━━━ Recorded information ━━━

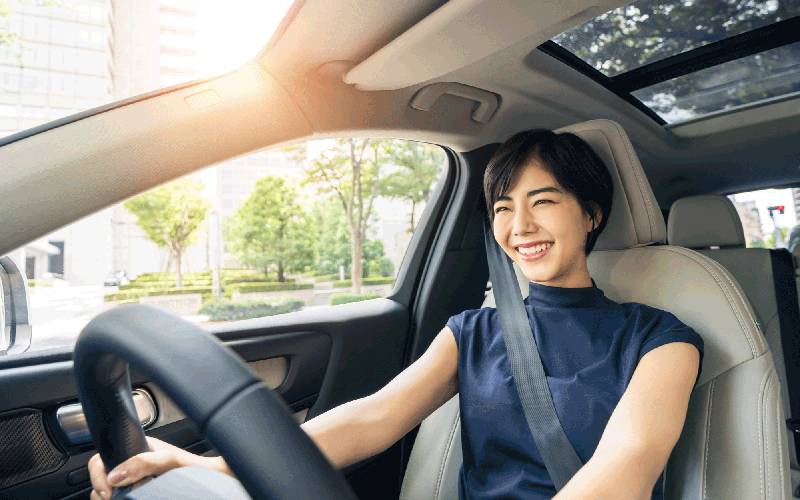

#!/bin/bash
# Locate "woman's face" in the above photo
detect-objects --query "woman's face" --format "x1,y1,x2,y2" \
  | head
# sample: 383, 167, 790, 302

━━━

## Task goal
Rewrite the data with every "woman's face" swapped for "person's face" and all else unchanged, leaving the pictures out.

## Final result
#!/bin/bash
# Locate "person's face" in the above photo
detect-objects --query "person's face" --format "x1,y1,x2,y2" \
  | head
# sample: 383, 167, 790, 302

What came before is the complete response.